*WHAT YOU WILL DO*
Return all lines in the data where the string "grass" can be found.

(Saved entries)
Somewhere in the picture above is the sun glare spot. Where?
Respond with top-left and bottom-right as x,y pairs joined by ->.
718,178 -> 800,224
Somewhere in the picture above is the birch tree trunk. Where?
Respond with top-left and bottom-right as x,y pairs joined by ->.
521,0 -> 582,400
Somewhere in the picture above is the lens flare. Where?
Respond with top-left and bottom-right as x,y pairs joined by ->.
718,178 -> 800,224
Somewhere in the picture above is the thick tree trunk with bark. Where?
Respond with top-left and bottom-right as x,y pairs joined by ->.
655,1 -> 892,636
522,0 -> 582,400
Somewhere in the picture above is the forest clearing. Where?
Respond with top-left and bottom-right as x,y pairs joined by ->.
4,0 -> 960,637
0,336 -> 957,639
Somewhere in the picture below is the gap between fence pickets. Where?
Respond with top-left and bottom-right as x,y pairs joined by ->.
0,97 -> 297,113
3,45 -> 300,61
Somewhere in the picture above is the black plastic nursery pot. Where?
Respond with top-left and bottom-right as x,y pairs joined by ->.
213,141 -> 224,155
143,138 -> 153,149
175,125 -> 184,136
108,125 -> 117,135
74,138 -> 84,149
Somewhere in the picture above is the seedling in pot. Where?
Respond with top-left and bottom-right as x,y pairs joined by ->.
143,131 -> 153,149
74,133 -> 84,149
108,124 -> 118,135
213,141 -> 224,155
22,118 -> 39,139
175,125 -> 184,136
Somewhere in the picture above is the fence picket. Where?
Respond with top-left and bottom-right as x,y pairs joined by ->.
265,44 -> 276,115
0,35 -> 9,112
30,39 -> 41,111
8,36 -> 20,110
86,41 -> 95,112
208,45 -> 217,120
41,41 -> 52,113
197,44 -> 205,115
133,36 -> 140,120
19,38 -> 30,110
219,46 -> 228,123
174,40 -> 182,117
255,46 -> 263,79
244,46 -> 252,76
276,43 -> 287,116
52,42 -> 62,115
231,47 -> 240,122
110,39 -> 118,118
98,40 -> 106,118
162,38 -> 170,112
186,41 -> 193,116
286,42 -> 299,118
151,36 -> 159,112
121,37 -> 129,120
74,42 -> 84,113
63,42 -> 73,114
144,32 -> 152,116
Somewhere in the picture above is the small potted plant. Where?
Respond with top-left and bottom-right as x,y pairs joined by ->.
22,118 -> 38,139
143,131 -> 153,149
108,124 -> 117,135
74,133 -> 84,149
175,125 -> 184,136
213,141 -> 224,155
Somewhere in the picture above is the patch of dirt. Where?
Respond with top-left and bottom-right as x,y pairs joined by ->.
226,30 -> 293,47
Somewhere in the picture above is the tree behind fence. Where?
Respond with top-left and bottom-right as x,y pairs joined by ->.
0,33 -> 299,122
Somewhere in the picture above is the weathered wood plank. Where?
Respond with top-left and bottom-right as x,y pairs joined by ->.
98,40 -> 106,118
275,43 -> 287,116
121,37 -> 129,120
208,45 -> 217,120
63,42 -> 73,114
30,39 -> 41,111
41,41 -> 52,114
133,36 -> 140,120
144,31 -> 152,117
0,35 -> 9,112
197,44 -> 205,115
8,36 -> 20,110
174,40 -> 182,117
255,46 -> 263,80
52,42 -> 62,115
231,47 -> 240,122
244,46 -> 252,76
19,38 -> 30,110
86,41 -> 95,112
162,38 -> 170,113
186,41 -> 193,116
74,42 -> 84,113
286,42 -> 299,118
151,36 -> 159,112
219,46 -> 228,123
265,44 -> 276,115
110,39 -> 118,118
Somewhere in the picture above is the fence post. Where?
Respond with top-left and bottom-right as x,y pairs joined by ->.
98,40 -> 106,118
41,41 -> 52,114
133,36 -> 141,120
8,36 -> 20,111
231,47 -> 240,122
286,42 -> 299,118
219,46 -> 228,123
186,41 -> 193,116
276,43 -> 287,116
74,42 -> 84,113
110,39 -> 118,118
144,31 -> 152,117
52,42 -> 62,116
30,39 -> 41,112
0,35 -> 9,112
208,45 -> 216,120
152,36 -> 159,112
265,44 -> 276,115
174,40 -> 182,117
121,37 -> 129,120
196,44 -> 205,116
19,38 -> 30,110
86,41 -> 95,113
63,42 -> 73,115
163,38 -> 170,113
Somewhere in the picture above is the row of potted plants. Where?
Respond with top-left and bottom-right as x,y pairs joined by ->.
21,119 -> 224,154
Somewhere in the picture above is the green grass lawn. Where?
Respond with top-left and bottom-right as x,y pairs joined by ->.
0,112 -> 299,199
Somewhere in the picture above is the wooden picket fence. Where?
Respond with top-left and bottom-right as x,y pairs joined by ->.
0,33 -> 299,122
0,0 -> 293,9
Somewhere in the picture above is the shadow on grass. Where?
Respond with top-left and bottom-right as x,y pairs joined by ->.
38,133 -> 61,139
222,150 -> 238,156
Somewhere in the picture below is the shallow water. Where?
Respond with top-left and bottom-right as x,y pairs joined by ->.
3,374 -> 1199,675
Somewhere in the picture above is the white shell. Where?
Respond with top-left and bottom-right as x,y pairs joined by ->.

*SOLUTION TO THIS TASK*
Somewhere in the picture above is the green grass lawn. Where?
Somewhere in the picture above is the shadow on grass. Where?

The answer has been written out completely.